ZIEL DER AUFGABE: Setze den Text über das Lkw-Durchfahrtsverbot am Stuttgarter Hafen nach seinem letzten Satz fort.

VORGEGEBENER TEXT:
----------------

Lastkraftwagen einer Speditionsfirma nutzten die Straße zum Stuttgarter Hafen, für die ein Lkw-Durchfahrtsverbot gegolten hat. Nur der Lieferverkehr war laut der Straßenbeschilderung erlaubt. Die Lkw befuhren aber mehrmals täglich die Straße als Durchfahrt von der Niederlassung zur Autobahn und hielten sich somit nicht an das Durchfahrtsverbot.
Einige Eigentümer, die an dieser Straße wohnen, rügten dieses Verhalten und klagten auch auf Unterlassung. Sowohl deren Klage auf Unterlassung beim Amtsgericht (AmtsG) als auch die Berufung beim Landgericht (LG) hatten keinen Erfolg. Auch der Bundesgerichtshof (BGH) wies die Revision als unbegründet zurück.
Kein Unterlassungsanspruch aufgrund einer möglichen Gesundheitsverletzung
Wie der BGH in seiner Entscheidung ausführt, hatte das LG zu Recht angenommen, dass sich das Unterlassungsbegehren der Anwohner nicht auf § 1004 Abs. 1 i. V. m. § 823 Abs. 1 BGB wegen einer möglichen Gesundheitsverletzung stützen lässt. Eine Kausalität und Rechtsgüterverletzung sei nicht erkennbar.
Dies gelte auch bzgl. einer möglichen wesentlichen Beeinträchtigung der Benutzung der Grundstücke der klagenden Eigentümer i. S. d. § 906 BGB. Insoweit gebe es keine konkreten Anhaltspunkte für einen auf die Eigentümerstellung gestützten Unterlassungsanspruch und damit eine Rechtsverletzung.
Kein Unterlassungsanspruch wegen der Verletzung eines Schutzgesetzes
Die Verletzung eines Schutzgesetzes gegen das Lkw-Durchfahrtsverbot durch die Mitarbeiter des beklagten Speditionsbetriebs liege nicht vor. Das gem. § 40 Abs. 1 Satz 1 Bundes-Immissionsschutzgesetz (BImSchG) i. V. m. dem Luftreinehalteplan für die Landeshauptstadt Stuttgart angeordnete Durchfahrtsverbot sei kein Schutzgesetz i. S. d. § 823 Abs. 2 BGB.

----------------

DATENTEIL:

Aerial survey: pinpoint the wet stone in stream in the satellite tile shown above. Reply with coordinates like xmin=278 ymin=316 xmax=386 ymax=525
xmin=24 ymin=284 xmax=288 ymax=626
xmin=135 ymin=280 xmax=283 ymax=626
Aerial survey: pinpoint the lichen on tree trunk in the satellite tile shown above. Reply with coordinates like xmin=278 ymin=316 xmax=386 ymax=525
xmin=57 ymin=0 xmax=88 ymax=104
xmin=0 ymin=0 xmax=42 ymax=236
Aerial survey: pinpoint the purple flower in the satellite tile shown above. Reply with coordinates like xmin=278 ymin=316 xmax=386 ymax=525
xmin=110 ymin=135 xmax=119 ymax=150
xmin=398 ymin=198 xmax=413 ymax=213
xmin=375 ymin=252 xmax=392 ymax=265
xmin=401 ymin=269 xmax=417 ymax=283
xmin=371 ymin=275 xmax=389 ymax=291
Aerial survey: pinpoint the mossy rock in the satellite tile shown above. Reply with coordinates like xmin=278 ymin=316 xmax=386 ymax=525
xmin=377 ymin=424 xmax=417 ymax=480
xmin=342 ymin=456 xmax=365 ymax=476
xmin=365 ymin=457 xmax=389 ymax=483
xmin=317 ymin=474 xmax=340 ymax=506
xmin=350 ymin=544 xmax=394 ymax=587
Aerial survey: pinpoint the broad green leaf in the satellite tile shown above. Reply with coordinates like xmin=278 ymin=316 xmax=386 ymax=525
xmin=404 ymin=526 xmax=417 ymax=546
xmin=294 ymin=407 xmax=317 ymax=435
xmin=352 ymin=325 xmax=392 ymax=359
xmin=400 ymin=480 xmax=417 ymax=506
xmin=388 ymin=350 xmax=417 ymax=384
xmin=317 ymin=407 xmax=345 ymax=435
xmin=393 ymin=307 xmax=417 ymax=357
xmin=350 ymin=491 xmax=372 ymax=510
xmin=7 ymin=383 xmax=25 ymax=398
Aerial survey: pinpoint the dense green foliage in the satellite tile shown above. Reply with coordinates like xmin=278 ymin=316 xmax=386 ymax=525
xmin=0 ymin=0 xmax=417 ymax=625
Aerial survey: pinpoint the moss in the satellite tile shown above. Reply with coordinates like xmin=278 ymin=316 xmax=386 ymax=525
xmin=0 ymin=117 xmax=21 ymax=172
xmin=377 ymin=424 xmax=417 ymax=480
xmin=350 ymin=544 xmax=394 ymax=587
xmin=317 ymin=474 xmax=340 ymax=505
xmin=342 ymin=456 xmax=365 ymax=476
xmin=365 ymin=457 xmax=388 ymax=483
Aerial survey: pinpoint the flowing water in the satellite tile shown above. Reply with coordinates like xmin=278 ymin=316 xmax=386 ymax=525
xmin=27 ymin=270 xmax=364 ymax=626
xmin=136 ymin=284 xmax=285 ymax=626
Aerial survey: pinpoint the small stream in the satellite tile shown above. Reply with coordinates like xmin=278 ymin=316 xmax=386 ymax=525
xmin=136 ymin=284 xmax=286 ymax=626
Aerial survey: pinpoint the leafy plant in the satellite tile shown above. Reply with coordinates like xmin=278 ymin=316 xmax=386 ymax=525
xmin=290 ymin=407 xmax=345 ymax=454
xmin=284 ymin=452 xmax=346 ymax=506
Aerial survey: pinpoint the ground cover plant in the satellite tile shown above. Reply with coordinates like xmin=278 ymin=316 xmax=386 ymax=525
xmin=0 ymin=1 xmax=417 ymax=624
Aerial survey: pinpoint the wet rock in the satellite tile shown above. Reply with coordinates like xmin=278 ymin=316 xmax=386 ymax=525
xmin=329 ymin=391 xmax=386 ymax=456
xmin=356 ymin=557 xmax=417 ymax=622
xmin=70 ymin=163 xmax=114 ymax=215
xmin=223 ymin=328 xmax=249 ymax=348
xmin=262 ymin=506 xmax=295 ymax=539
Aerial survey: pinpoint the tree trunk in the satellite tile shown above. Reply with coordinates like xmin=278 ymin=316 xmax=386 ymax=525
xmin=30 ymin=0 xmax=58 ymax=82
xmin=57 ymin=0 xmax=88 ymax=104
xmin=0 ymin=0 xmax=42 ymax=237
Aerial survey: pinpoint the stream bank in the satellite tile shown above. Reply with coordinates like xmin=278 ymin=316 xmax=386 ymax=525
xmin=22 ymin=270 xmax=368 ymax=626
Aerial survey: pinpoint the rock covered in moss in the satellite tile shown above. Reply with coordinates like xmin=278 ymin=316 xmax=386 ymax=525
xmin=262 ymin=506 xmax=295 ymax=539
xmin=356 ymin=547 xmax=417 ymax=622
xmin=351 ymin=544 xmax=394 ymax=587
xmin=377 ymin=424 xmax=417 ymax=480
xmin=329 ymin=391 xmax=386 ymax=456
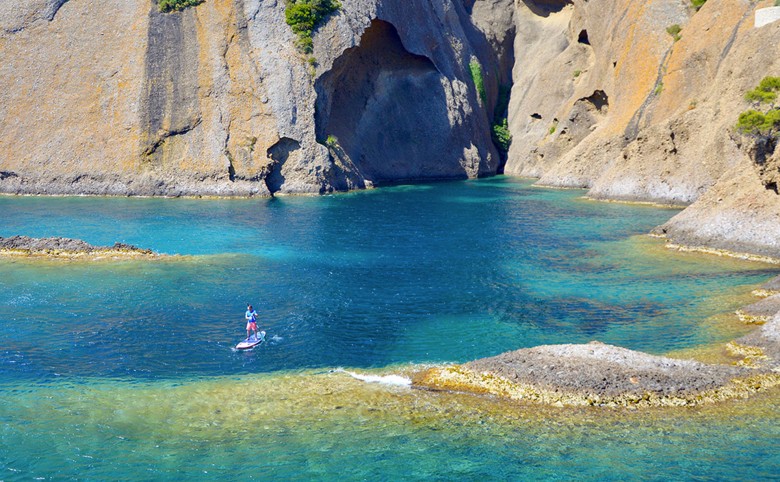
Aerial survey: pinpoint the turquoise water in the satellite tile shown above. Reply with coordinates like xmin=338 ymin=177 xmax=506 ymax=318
xmin=0 ymin=178 xmax=780 ymax=480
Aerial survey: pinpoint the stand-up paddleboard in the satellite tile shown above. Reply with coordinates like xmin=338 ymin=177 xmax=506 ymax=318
xmin=236 ymin=331 xmax=265 ymax=350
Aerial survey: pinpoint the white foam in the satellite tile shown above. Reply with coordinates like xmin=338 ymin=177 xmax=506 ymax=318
xmin=339 ymin=370 xmax=412 ymax=387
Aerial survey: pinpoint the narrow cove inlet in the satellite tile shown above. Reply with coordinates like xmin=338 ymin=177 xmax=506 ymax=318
xmin=0 ymin=177 xmax=780 ymax=480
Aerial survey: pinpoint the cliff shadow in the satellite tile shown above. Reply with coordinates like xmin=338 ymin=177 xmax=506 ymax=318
xmin=315 ymin=20 xmax=467 ymax=183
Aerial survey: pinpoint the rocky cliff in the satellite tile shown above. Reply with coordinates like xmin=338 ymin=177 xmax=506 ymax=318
xmin=0 ymin=0 xmax=499 ymax=195
xmin=506 ymin=0 xmax=780 ymax=257
xmin=0 ymin=0 xmax=780 ymax=257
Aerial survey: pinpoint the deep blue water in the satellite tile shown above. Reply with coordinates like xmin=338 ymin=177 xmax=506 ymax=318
xmin=0 ymin=178 xmax=780 ymax=480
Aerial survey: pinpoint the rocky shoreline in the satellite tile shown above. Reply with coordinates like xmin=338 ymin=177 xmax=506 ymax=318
xmin=414 ymin=277 xmax=780 ymax=407
xmin=0 ymin=236 xmax=165 ymax=260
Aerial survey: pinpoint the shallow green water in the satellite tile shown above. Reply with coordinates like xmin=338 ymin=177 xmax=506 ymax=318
xmin=0 ymin=178 xmax=780 ymax=480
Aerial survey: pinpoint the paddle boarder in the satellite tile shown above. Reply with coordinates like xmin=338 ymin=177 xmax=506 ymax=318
xmin=245 ymin=305 xmax=257 ymax=341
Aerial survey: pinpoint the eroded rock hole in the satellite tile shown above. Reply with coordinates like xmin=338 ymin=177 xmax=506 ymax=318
xmin=265 ymin=137 xmax=301 ymax=194
xmin=580 ymin=90 xmax=609 ymax=114
xmin=315 ymin=20 xmax=462 ymax=182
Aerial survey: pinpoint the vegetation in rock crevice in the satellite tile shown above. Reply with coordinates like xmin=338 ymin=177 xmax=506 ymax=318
xmin=735 ymin=77 xmax=780 ymax=169
xmin=469 ymin=59 xmax=487 ymax=105
xmin=736 ymin=77 xmax=780 ymax=138
xmin=666 ymin=23 xmax=682 ymax=42
xmin=284 ymin=0 xmax=341 ymax=54
xmin=691 ymin=0 xmax=707 ymax=11
xmin=490 ymin=85 xmax=512 ymax=155
xmin=157 ymin=0 xmax=205 ymax=13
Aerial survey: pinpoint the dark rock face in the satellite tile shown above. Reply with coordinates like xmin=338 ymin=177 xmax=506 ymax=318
xmin=315 ymin=20 xmax=469 ymax=183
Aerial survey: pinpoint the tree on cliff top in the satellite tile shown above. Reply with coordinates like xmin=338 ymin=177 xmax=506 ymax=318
xmin=284 ymin=0 xmax=341 ymax=54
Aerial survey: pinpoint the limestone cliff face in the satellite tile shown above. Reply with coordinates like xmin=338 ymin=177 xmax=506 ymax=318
xmin=0 ymin=0 xmax=499 ymax=195
xmin=506 ymin=0 xmax=780 ymax=256
xmin=0 ymin=0 xmax=780 ymax=256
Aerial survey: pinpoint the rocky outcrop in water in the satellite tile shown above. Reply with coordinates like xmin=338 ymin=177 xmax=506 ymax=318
xmin=414 ymin=313 xmax=780 ymax=407
xmin=506 ymin=0 xmax=780 ymax=258
xmin=0 ymin=0 xmax=499 ymax=196
xmin=0 ymin=236 xmax=160 ymax=259
xmin=0 ymin=0 xmax=780 ymax=257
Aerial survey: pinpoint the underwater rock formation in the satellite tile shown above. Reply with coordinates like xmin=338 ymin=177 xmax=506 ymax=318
xmin=0 ymin=236 xmax=162 ymax=259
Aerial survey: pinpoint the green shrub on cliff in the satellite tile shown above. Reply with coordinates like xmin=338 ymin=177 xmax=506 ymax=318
xmin=157 ymin=0 xmax=204 ymax=13
xmin=491 ymin=118 xmax=512 ymax=153
xmin=737 ymin=109 xmax=780 ymax=138
xmin=284 ymin=0 xmax=341 ymax=54
xmin=745 ymin=77 xmax=780 ymax=104
xmin=469 ymin=59 xmax=487 ymax=104
xmin=691 ymin=0 xmax=707 ymax=10
xmin=736 ymin=77 xmax=780 ymax=140
xmin=666 ymin=23 xmax=682 ymax=42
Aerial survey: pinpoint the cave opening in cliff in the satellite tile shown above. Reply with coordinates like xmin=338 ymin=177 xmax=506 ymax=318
xmin=315 ymin=20 xmax=465 ymax=182
xmin=523 ymin=0 xmax=572 ymax=17
xmin=265 ymin=137 xmax=301 ymax=194
xmin=577 ymin=30 xmax=590 ymax=45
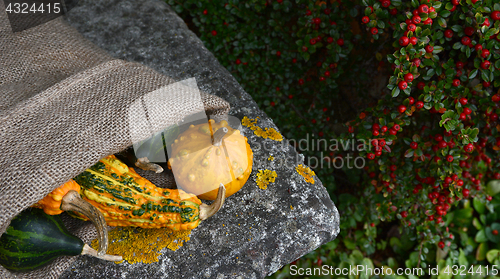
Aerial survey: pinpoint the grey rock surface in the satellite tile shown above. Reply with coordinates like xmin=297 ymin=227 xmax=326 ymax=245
xmin=60 ymin=0 xmax=339 ymax=278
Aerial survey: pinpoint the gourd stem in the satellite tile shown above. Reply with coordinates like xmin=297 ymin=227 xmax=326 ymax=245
xmin=212 ymin=127 xmax=229 ymax=146
xmin=80 ymin=243 xmax=123 ymax=262
xmin=200 ymin=183 xmax=226 ymax=220
xmin=61 ymin=190 xmax=108 ymax=256
xmin=135 ymin=157 xmax=163 ymax=173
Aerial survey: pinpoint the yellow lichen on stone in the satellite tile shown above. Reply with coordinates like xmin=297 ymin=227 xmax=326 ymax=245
xmin=241 ymin=116 xmax=283 ymax=141
xmin=295 ymin=164 xmax=316 ymax=184
xmin=91 ymin=227 xmax=191 ymax=264
xmin=257 ymin=170 xmax=278 ymax=190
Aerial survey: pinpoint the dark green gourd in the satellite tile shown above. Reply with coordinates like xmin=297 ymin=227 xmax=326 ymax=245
xmin=0 ymin=208 xmax=121 ymax=270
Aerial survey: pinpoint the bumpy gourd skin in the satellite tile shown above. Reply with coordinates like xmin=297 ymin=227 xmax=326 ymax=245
xmin=33 ymin=180 xmax=80 ymax=215
xmin=74 ymin=155 xmax=201 ymax=230
xmin=168 ymin=119 xmax=253 ymax=200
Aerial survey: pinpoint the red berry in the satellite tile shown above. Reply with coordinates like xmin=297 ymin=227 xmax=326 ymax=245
xmin=399 ymin=36 xmax=410 ymax=46
xmin=481 ymin=60 xmax=491 ymax=70
xmin=481 ymin=17 xmax=490 ymax=26
xmin=481 ymin=49 xmax=490 ymax=58
xmin=398 ymin=105 xmax=406 ymax=113
xmin=411 ymin=58 xmax=421 ymax=68
xmin=378 ymin=139 xmax=385 ymax=147
xmin=438 ymin=140 xmax=453 ymax=150
xmin=418 ymin=4 xmax=429 ymax=14
xmin=410 ymin=141 xmax=418 ymax=149
xmin=415 ymin=101 xmax=424 ymax=109
xmin=490 ymin=11 xmax=500 ymax=20
xmin=461 ymin=36 xmax=470 ymax=46
xmin=462 ymin=189 xmax=470 ymax=197
xmin=398 ymin=80 xmax=408 ymax=90
xmin=444 ymin=29 xmax=453 ymax=38
xmin=464 ymin=26 xmax=475 ymax=36
xmin=405 ymin=73 xmax=413 ymax=82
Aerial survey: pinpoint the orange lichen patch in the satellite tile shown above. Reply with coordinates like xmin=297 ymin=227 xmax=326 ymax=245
xmin=241 ymin=116 xmax=283 ymax=141
xmin=257 ymin=170 xmax=278 ymax=190
xmin=295 ymin=164 xmax=316 ymax=184
xmin=91 ymin=227 xmax=191 ymax=264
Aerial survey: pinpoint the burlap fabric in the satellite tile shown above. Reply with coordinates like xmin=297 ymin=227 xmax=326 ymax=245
xmin=0 ymin=0 xmax=229 ymax=279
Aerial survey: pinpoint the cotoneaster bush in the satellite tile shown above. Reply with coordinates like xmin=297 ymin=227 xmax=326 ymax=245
xmin=167 ymin=0 xmax=500 ymax=276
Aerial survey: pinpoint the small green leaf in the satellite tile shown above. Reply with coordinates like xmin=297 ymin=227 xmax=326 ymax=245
xmin=438 ymin=17 xmax=450 ymax=28
xmin=472 ymin=197 xmax=486 ymax=214
xmin=392 ymin=87 xmax=401 ymax=98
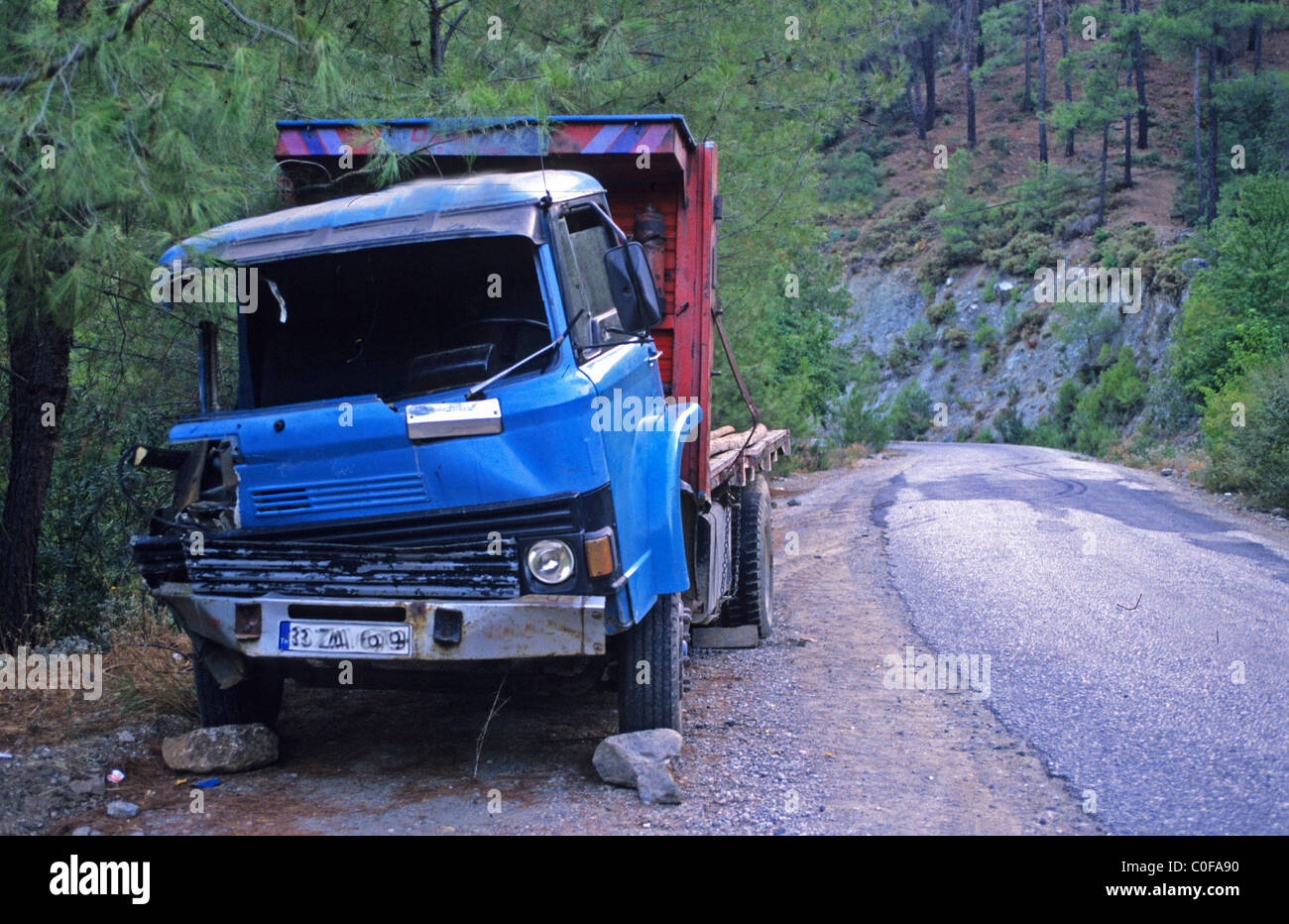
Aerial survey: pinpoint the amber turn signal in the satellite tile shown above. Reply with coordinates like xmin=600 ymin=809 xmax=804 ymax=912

----------------

ANTWORTTEIL:
Der einzelne Anwohner innerhalb der Durchfahrtsverbotszone könne keine Schutzrechte und daher auch keinen Unterlassungsanspruch ableiten.
Durchfahrtsverbot bietet keinen Individualschutz
Ein Schutzgesetz i. S. d. § 823 Abs. 2 BGB liege nur vor, wenn es zumindest auch dazu dienen soll, den Einzelnen oder einzelne Personenkreise gegen die Verletzung eines bestimmten Rechtsgutes oder -interesses zu schützen. Dafür komme es nicht auf die Wirkung des Gesetzes, sondern auf den Inhalt, den Zweck und die Entstehungsgeschichte des Gesetzes an.
Maßgebend sei, ob der Gesetzgeber bei Erlass des Gesetzes gerade einen Rechtsschutz, wie er gegen die behauptete Verletzung in Anspruch genommen wird, zugunsten von Einzelpersonen oder bestimmten Personenkreisen gewollt oder doch mitgewollt hat.
Es reiche nicht aus, dass der Individualschutz durch Befolgung der Norm als Reflex objektiv erreicht werden könne. Er müsse vielmehr ausdrücklich im Aufgabenbereich der Norm liegen. Das sei hier zu prüfen gewesen.
Straßenanlieger lediglich als Teil der Allgemeinheit begünstigt
Hier sei das Lkw-Durchfahrtsverbot nicht für bestimmte Straßen der Stadt zur Reduzierung der die Anlieger beeinträchtigenden Schadstoffkonzentrationen, sondern grundsätzlich für das gesamte Stadtgebiet angeordnet worden. Es solle allgemein die Luftqualität verbessert und der Überschreitung der Emissionsgrenzwerte entgegengewirkt werden.
Die Anwohner seien nur als Teil der Allgemeinheit im bloßen Rechtsreflex begünstigt. Dies spreche gegen die Annahme, ein Schutz von Einzelinteressen sei mit dem Lkw-Durchfahrtsverbot angestrebt worden.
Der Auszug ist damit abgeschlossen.